◆ **SET EXERCISE A**
In the grilling thread below, list every food that osprey2 reports cooking or serving.

◆ **TEXT SEGMENT**
***

# Burgers ?



## osprey2 (Jun 23, 2015)

Hello all, the Welsh weather has decided to play nice, not enough to get out on the boat, but nice.

Fired up the grill, ( it aint a smoker, temps way to high with vents closed) Followed up on Jeffs email with pulled pork stuffed burgers.

Kind of followed it, added my own bits.













WP_20150623_16_24_39_Pro.jpg



__ osprey2
__ Jun 23, 2015






As above tried to keep temp at 250f, open/ close lid AFTER Smoke of about an hour of hickory and plum.

Pulled at 170f, a little overdone, but great all the same.

Chicken was done with a Barts lemon and sweet pepper rub and was done to a T.













WP_20150623_18_03_02_Pro.jpg



__ osprey2
__ Jun 23, 2015






Served with buttered minted new potatoes, and a salad done on the evil thing.

Happy to report, no fingers were harmed in this episode !


----------



## smokin monkey (Jun 23, 2015)

Good looking food there Osprey!

Well that's it now for the Welsh Summer, you've had your day!  [emoji]128515[/emoji]


----------



## osprey2 (Jun 23, 2015)

***

◆ **Items from a dataset**
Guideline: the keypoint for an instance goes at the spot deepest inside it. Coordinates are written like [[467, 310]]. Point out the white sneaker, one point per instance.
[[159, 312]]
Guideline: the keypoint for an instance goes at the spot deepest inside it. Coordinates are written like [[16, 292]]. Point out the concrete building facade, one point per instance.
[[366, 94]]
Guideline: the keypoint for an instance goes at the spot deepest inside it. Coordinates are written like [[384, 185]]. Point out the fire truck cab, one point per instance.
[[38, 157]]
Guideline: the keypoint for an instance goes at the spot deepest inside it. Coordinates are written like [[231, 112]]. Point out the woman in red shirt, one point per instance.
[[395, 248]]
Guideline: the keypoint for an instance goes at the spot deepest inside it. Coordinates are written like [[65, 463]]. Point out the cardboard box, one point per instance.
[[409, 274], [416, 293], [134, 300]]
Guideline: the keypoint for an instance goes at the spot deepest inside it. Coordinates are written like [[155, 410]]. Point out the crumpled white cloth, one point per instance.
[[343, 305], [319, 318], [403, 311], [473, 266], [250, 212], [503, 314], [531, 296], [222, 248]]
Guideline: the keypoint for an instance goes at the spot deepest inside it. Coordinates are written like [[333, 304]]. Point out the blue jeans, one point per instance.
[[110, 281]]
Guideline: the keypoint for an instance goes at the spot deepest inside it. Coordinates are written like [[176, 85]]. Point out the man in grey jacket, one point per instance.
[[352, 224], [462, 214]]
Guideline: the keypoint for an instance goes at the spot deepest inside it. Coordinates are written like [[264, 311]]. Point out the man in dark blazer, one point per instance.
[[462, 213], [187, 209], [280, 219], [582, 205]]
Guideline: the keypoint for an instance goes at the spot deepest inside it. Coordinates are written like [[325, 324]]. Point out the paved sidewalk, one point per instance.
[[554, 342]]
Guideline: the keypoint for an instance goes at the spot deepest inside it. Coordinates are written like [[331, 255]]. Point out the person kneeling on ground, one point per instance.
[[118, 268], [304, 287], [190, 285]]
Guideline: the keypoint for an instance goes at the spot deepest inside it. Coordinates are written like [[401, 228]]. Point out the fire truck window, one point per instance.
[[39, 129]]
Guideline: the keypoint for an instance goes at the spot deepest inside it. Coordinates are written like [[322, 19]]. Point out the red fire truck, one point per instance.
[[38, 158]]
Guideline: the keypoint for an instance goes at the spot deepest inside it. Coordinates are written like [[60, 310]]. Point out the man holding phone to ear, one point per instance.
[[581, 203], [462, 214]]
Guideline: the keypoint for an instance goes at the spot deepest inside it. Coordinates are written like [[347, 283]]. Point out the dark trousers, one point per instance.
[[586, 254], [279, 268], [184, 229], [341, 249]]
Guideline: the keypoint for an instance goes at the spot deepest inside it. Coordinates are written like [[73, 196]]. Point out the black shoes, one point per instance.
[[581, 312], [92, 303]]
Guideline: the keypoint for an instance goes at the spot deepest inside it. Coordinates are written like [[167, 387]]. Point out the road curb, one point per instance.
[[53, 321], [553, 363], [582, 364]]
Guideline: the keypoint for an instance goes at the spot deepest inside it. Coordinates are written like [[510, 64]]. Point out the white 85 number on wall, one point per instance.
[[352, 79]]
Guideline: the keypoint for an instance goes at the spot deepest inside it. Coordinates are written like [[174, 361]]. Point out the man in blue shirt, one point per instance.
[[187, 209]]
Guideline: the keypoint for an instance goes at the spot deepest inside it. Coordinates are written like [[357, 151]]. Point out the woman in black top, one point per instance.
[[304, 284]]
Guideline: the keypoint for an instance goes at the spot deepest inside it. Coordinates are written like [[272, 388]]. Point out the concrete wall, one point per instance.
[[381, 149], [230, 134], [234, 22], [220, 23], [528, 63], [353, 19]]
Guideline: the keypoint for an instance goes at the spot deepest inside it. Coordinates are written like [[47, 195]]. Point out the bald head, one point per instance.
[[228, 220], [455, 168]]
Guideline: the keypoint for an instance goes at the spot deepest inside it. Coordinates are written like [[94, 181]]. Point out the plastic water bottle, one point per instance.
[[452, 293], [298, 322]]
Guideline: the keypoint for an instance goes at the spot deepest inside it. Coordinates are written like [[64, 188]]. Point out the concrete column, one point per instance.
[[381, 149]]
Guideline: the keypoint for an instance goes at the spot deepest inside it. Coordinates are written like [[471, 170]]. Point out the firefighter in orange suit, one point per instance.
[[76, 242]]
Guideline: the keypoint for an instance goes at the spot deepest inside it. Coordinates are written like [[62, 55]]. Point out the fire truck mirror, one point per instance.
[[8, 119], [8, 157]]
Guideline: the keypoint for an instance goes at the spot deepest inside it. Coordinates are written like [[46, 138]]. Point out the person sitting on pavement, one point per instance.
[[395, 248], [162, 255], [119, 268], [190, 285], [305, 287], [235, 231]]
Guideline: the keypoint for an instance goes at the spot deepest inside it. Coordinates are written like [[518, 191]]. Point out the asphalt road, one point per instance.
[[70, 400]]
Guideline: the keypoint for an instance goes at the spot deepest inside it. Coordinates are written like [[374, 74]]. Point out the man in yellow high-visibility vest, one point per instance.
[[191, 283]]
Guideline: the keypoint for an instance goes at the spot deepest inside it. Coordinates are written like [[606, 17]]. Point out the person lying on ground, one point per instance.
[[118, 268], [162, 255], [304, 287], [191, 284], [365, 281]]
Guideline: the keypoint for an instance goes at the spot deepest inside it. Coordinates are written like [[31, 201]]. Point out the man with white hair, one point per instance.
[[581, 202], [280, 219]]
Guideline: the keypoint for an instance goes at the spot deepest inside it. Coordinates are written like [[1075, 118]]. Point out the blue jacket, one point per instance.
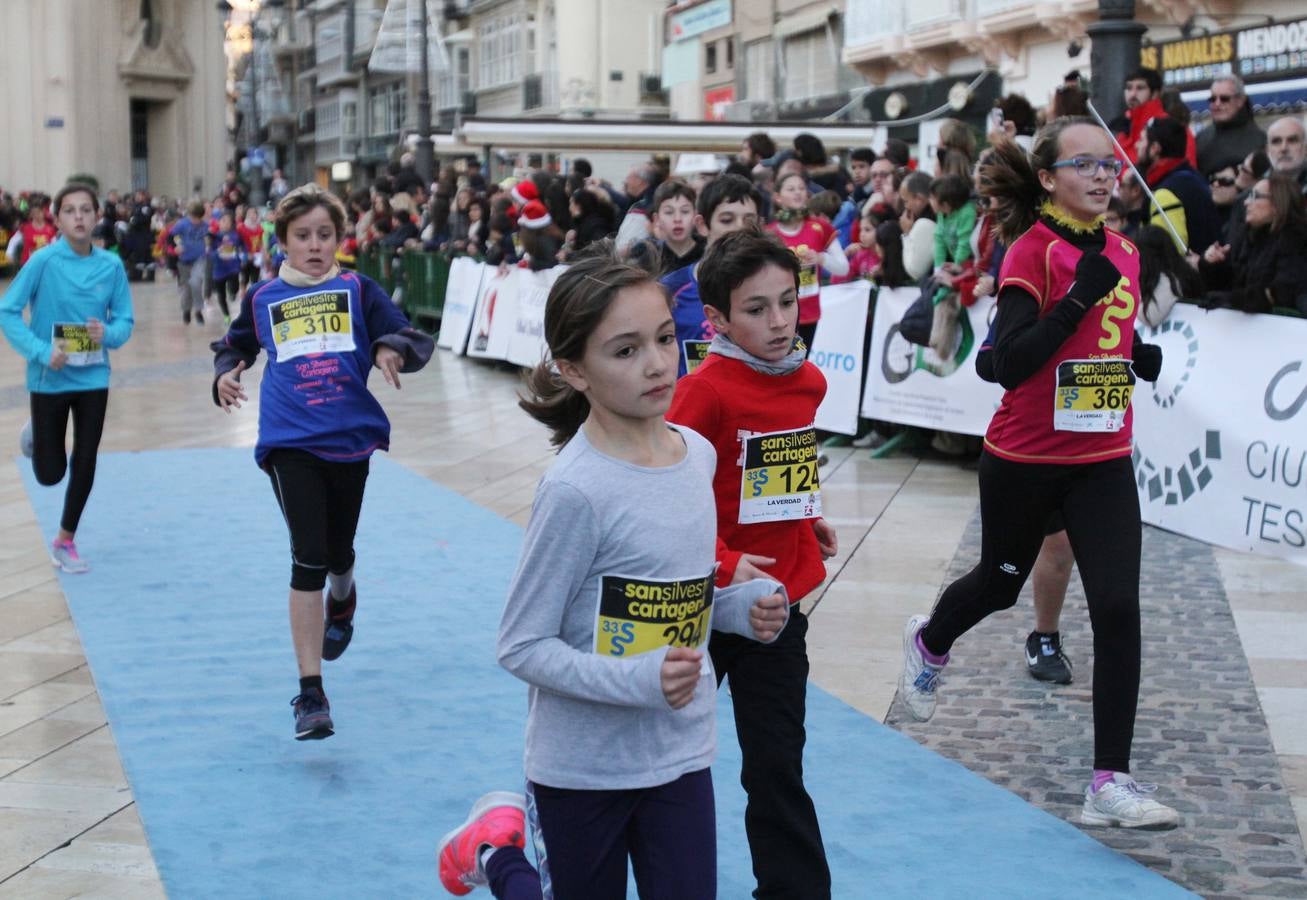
[[320, 341], [67, 289]]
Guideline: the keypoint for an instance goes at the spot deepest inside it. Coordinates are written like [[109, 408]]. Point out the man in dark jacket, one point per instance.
[[1182, 193], [1233, 133]]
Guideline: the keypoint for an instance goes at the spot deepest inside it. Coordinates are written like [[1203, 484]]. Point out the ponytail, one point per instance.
[[1010, 178], [577, 303]]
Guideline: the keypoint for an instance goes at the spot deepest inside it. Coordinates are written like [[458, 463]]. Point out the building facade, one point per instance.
[[130, 92]]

***

◆ **SET EXERCISE B**
Reproduce verbatim the lines of the listing above, starting with the line that contains "blue shirt, one point per instance." and going on through the line that contains "[[452, 293], [298, 322]]", with both of those lines included.

◆ **CORRECT OUTPUT A**
- Pulled pork stuffed burgers
- Chicken with a Barts lemon and sweet pepper rub
- Buttered minted new potatoes
- Salad

◆ **CORRECT OUTPUT B**
Guideline: the keypoint for an instance goes at the spot deepest inside it. Coordinates are written like [[174, 361]]. Point out the man in blue shirt, one point per instance.
[[187, 209]]
Guideline: the keypoint for an instance goes at the spot deepest inside it. Coordinates are written like [[357, 151]]. Point out the woman in black top, one point per instance.
[[304, 284]]
Guideline: the keypoint for an instance goes at the spot deepest inside it. Coordinates are written like [[272, 388]]. Point out the concrete wall, one point per instance.
[[381, 149], [230, 134], [234, 22], [220, 23], [528, 63], [353, 19]]
Guideline: the keypoint for an instance goes at the spot deepest inside it. Coordinates are written like [[47, 195]]. Point out the bald head, one point per instance.
[[228, 220], [455, 168]]
Guideline: the keypoint for an instance goes at the spot deepest inside it. Coordinates are written like [[94, 181]]. Point out the plastic water bottle, one point per instance.
[[452, 293], [298, 322]]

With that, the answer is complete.